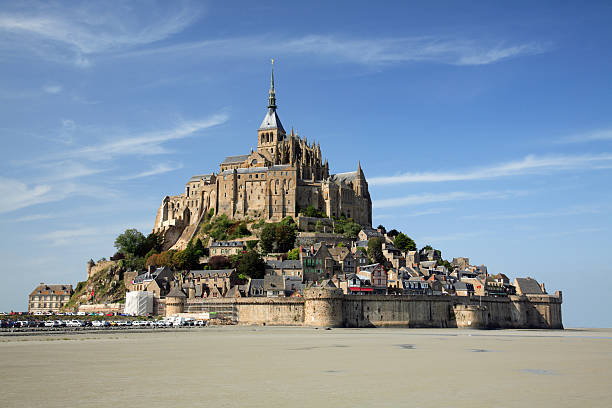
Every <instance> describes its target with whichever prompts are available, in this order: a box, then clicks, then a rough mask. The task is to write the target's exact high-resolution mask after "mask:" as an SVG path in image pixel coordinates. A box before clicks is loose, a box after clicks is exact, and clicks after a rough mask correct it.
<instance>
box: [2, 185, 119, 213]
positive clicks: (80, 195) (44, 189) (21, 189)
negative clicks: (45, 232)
mask: <svg viewBox="0 0 612 408" xmlns="http://www.w3.org/2000/svg"><path fill="white" fill-rule="evenodd" d="M71 196H86V197H93V198H96V199H99V198H100V197H106V198H113V197H116V192H115V191H113V190H109V189H106V188H103V187H99V186H95V185H90V184H75V183H48V182H47V183H31V184H27V183H24V182H22V181H19V180H15V179H10V178H5V177H0V197H2V200H0V213H6V212H11V211H15V210H18V209H20V208H25V207H30V206H33V205H38V204H43V203H50V202H54V201H61V200H64V199H66V198H67V197H71Z"/></svg>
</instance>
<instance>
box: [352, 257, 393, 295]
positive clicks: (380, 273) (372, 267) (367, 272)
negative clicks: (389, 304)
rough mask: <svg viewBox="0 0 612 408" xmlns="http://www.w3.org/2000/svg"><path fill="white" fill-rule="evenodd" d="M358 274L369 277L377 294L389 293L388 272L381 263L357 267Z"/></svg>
mask: <svg viewBox="0 0 612 408" xmlns="http://www.w3.org/2000/svg"><path fill="white" fill-rule="evenodd" d="M357 275H359V276H365V277H366V278H368V279H369V281H370V282H371V284H372V287H373V288H374V293H375V294H380V295H386V294H387V272H386V271H385V268H384V267H383V266H382V265H381V264H372V265H366V266H363V267H359V268H357Z"/></svg>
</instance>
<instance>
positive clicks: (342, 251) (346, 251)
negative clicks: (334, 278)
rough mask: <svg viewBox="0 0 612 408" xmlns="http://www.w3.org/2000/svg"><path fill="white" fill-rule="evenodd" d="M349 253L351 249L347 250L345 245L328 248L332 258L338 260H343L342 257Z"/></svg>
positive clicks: (346, 256)
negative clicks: (341, 246)
mask: <svg viewBox="0 0 612 408" xmlns="http://www.w3.org/2000/svg"><path fill="white" fill-rule="evenodd" d="M350 253H351V251H349V250H348V248H346V247H335V248H329V254H330V255H331V256H332V258H334V259H335V260H336V261H338V262H341V261H344V259H345V258H346V257H347V256H348V255H349V254H350Z"/></svg>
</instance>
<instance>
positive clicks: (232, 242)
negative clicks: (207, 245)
mask: <svg viewBox="0 0 612 408" xmlns="http://www.w3.org/2000/svg"><path fill="white" fill-rule="evenodd" d="M243 246H244V243H243V242H242V241H215V242H213V243H212V244H210V247H211V248H229V247H235V248H236V247H240V248H242V247H243Z"/></svg>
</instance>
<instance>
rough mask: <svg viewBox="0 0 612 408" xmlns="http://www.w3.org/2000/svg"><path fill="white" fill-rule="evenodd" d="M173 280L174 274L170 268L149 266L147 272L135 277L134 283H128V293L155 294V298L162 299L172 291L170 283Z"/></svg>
mask: <svg viewBox="0 0 612 408" xmlns="http://www.w3.org/2000/svg"><path fill="white" fill-rule="evenodd" d="M173 279H174V272H173V271H172V269H170V267H168V266H163V267H160V268H155V267H154V266H149V268H148V270H147V271H145V272H142V273H141V274H139V275H137V276H135V277H134V279H133V280H132V281H130V282H126V290H127V291H128V292H133V291H144V292H153V294H154V296H155V297H157V298H161V297H164V296H166V293H168V291H169V290H170V282H171V281H172V280H173Z"/></svg>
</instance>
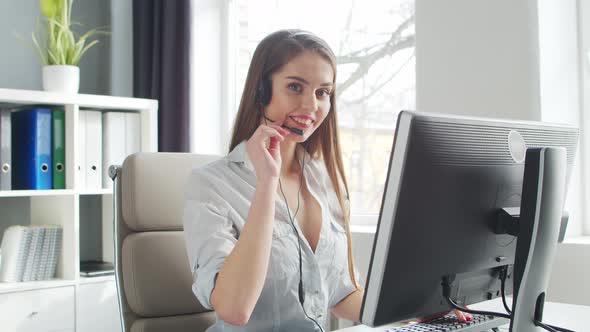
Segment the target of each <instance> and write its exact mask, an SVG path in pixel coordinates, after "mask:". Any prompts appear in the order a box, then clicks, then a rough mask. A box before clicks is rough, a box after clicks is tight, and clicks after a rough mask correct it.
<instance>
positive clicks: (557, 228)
mask: <svg viewBox="0 0 590 332" xmlns="http://www.w3.org/2000/svg"><path fill="white" fill-rule="evenodd" d="M566 165H567V160H566V150H565V149H564V148H532V149H527V154H526V162H525V171H524V179H523V188H522V201H521V209H520V217H519V218H518V219H519V220H518V238H517V244H516V257H515V262H514V275H513V276H514V288H513V303H512V320H511V322H510V331H511V332H512V331H514V332H537V331H543V330H542V329H541V328H540V327H538V326H537V324H535V321H542V320H543V305H544V303H545V292H546V289H547V284H548V283H549V277H550V274H551V265H552V263H553V258H554V256H555V249H556V247H557V243H558V239H559V235H560V226H561V218H562V211H563V202H564V197H565V183H566Z"/></svg>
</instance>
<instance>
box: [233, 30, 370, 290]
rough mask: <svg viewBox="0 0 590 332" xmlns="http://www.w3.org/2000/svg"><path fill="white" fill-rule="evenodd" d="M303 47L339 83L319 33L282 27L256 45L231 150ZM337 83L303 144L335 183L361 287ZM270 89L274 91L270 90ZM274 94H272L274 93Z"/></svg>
mask: <svg viewBox="0 0 590 332" xmlns="http://www.w3.org/2000/svg"><path fill="white" fill-rule="evenodd" d="M304 51H309V52H314V53H316V54H318V55H320V56H321V57H323V58H324V59H325V60H326V61H328V62H329V63H330V65H331V66H332V70H333V72H334V81H333V83H336V56H335V55H334V52H332V50H331V49H330V47H329V46H328V44H327V43H326V42H325V41H324V40H322V39H321V38H319V37H317V36H316V35H314V34H312V33H310V32H307V31H302V30H295V29H293V30H279V31H276V32H274V33H272V34H270V35H268V36H267V37H266V38H264V39H263V40H262V41H261V42H260V44H258V46H257V47H256V50H255V51H254V55H253V57H252V62H251V63H250V68H249V69H248V75H247V77H246V83H245V84H244V91H243V93H242V99H241V100H240V107H239V109H238V114H237V116H236V120H235V122H234V128H233V133H232V139H231V143H230V146H229V151H232V150H233V149H234V148H235V147H236V146H237V145H238V144H240V142H242V141H244V140H247V139H249V138H250V136H252V134H254V132H255V131H256V129H257V128H258V126H259V125H260V123H261V121H262V114H261V112H258V111H257V107H260V105H259V104H258V103H259V102H260V100H258V99H260V90H261V87H263V85H264V84H265V80H266V82H269V81H270V77H271V75H272V74H274V73H275V72H277V71H279V70H280V69H281V68H282V67H283V66H284V65H285V64H287V63H288V62H289V61H291V59H293V58H295V57H296V56H297V55H299V54H301V53H302V52H304ZM335 90H336V86H335V85H334V89H333V91H332V94H331V95H330V105H331V106H330V111H329V112H328V115H327V116H326V118H325V119H324V122H322V124H321V125H320V126H319V127H318V129H317V130H316V132H314V133H313V134H312V135H311V136H310V137H309V138H308V139H307V140H306V141H305V142H304V143H302V144H301V145H302V146H303V147H304V148H305V150H306V151H307V152H308V153H309V154H310V155H311V156H312V157H313V158H322V159H323V160H324V164H325V165H326V169H327V171H328V176H329V177H330V181H331V182H332V186H333V187H334V190H335V192H336V196H337V197H338V202H339V204H340V208H341V209H342V215H343V216H344V226H345V229H346V240H347V244H348V273H349V275H350V280H351V281H352V284H353V285H354V286H355V287H356V288H357V289H360V287H359V285H358V283H357V281H356V277H355V275H354V263H353V260H352V240H351V235H350V210H349V209H348V205H347V204H345V202H346V201H347V200H348V199H349V192H348V182H347V181H346V176H345V175H344V167H343V165H342V157H341V151H340V140H339V136H338V120H337V117H336V97H335V96H336V91H335ZM267 93H271V91H267ZM271 98H272V94H271Z"/></svg>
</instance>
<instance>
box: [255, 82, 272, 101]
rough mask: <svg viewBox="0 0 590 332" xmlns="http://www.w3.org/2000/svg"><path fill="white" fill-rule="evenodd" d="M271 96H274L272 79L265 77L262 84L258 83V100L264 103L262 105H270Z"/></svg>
mask: <svg viewBox="0 0 590 332" xmlns="http://www.w3.org/2000/svg"><path fill="white" fill-rule="evenodd" d="M271 96H272V85H271V81H270V80H269V79H265V78H263V79H262V80H261V81H260V85H258V91H257V95H256V102H257V103H260V104H262V106H266V105H268V103H270V98H271Z"/></svg>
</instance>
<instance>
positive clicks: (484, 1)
mask: <svg viewBox="0 0 590 332" xmlns="http://www.w3.org/2000/svg"><path fill="white" fill-rule="evenodd" d="M577 6H580V9H581V12H582V14H583V15H585V17H586V22H585V26H584V27H583V28H582V29H584V30H585V31H590V3H589V2H588V1H585V0H579V1H578V2H576V1H575V0H560V1H553V0H537V1H533V0H522V1H513V0H446V1H432V0H416V90H417V91H416V95H417V100H416V105H417V109H418V110H420V111H425V112H439V113H452V114H462V115H473V116H484V117H496V118H511V119H524V120H544V121H552V122H565V123H575V122H576V121H578V119H577V115H578V114H580V112H579V107H580V99H581V98H580V94H579V91H580V90H579V85H578V84H579V82H578V80H579V72H580V69H579V60H578V57H579V55H578V53H579V51H578V40H577V39H576V36H577V33H576V26H577V17H576V14H577V9H578V8H577ZM584 38H585V39H583V40H582V41H581V43H582V45H583V49H584V50H588V49H590V33H587V35H586V36H585V37H584ZM585 68H586V70H584V77H585V78H586V82H589V81H590V79H589V78H590V64H588V63H587V64H586V67H585ZM588 86H590V85H588ZM584 96H585V99H583V100H585V101H586V104H585V107H586V108H587V109H588V108H590V107H589V106H590V102H589V101H590V89H588V88H586V89H585V90H584ZM583 121H587V122H588V123H589V124H590V117H588V118H585V119H583ZM573 187H576V186H575V183H574V186H573ZM578 189H581V188H579V187H578ZM579 197H580V199H583V198H584V196H582V194H581V193H580V195H579ZM572 214H573V216H574V218H575V219H577V222H574V223H573V224H572V225H570V229H569V230H568V236H570V237H573V236H576V235H580V234H582V233H583V228H582V227H583V226H582V223H581V220H580V219H581V218H582V217H580V216H579V212H573V213H572ZM586 234H587V233H586ZM353 243H354V257H355V262H356V264H357V268H358V269H359V271H360V272H361V275H362V276H363V280H365V278H366V273H367V271H368V264H369V260H370V257H371V250H372V245H373V234H371V233H370V232H355V234H354V235H353ZM589 257H590V243H588V244H579V243H564V244H560V245H559V246H558V249H557V253H556V259H555V263H554V268H553V273H552V276H551V282H550V285H549V289H548V296H549V297H548V298H549V300H551V301H562V302H569V303H577V304H586V305H590V289H589V287H588V286H587V285H585V284H584V282H585V281H587V280H590V264H588V259H589Z"/></svg>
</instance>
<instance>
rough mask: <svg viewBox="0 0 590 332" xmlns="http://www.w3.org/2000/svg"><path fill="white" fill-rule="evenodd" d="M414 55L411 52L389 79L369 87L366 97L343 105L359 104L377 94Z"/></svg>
mask: <svg viewBox="0 0 590 332" xmlns="http://www.w3.org/2000/svg"><path fill="white" fill-rule="evenodd" d="M414 55H415V53H414V52H412V55H411V56H409V57H408V58H407V59H406V61H404V63H403V64H402V65H401V66H400V67H399V68H398V69H397V70H396V71H395V73H393V74H392V75H391V76H389V78H387V79H386V80H385V81H383V82H382V83H381V84H379V85H377V86H376V87H371V92H369V94H368V95H366V96H362V97H361V98H357V99H355V100H351V101H345V103H346V104H347V105H353V104H360V103H363V102H364V101H365V100H367V99H369V98H371V97H372V96H373V95H374V94H375V93H377V92H379V90H381V88H383V87H384V86H385V85H386V84H387V83H389V82H391V80H393V79H394V78H395V77H396V76H397V74H399V72H400V71H402V69H403V68H404V67H405V66H406V65H407V64H408V62H410V60H412V58H414Z"/></svg>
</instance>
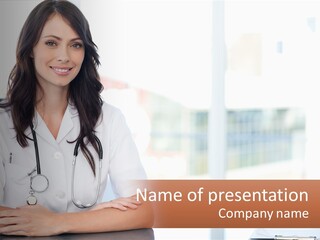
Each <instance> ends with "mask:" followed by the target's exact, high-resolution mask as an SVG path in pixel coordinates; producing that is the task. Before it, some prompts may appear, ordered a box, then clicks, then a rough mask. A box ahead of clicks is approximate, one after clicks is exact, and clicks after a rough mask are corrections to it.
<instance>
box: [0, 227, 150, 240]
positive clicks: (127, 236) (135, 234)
mask: <svg viewBox="0 0 320 240" xmlns="http://www.w3.org/2000/svg"><path fill="white" fill-rule="evenodd" d="M0 239H1V240H29V239H36V240H78V239H79V240H128V239H130V240H154V234H153V229H151V228H150V229H138V230H129V231H121V232H107V233H92V234H89V233H84V234H63V235H58V236H52V237H36V238H33V237H16V236H15V237H10V236H3V235H0Z"/></svg>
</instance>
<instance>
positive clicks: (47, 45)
mask: <svg viewBox="0 0 320 240" xmlns="http://www.w3.org/2000/svg"><path fill="white" fill-rule="evenodd" d="M46 45H47V46H49V47H54V46H56V45H57V44H56V42H54V41H46Z"/></svg>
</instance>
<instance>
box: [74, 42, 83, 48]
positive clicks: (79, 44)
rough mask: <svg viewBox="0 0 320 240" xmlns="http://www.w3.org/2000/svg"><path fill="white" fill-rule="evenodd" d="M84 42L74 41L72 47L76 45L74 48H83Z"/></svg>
══════════
Write out the entries again, starting from the very beginning and going on through the line with "box: [2, 185, 119, 213]", keeping both ends. Leave out the picture.

§ **Exercise response**
Every <instance> describes its target with whichever prompts are available, in this order: a box, then clicks, then a rough mask. The task is to write the target's exact high-resolution mask after "mask:" as an SVG path in image pixel coordinates. A box before clicks is loose, a box after clicks is exact, and clicks after a rough mask correct it.
<instance>
box: [2, 185, 119, 213]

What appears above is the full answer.